## Aim of the exercise
I'd like the records transcribed exactly, leaving the images out.
** Information follows **
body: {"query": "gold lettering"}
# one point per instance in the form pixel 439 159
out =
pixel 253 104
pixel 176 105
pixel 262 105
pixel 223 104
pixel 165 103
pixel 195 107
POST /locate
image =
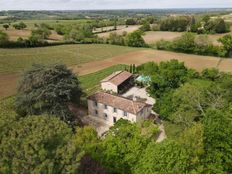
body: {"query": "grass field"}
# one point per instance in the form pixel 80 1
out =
** End of Information **
## Completed task
body: {"query": "gold lettering"}
# one point per instance in the form pixel 439 159
out =
pixel 253 104
pixel 176 105
pixel 262 105
pixel 223 104
pixel 165 103
pixel 195 107
POST /locate
image =
body: {"query": "grass field"}
# one point per instance in the form pixel 80 1
out =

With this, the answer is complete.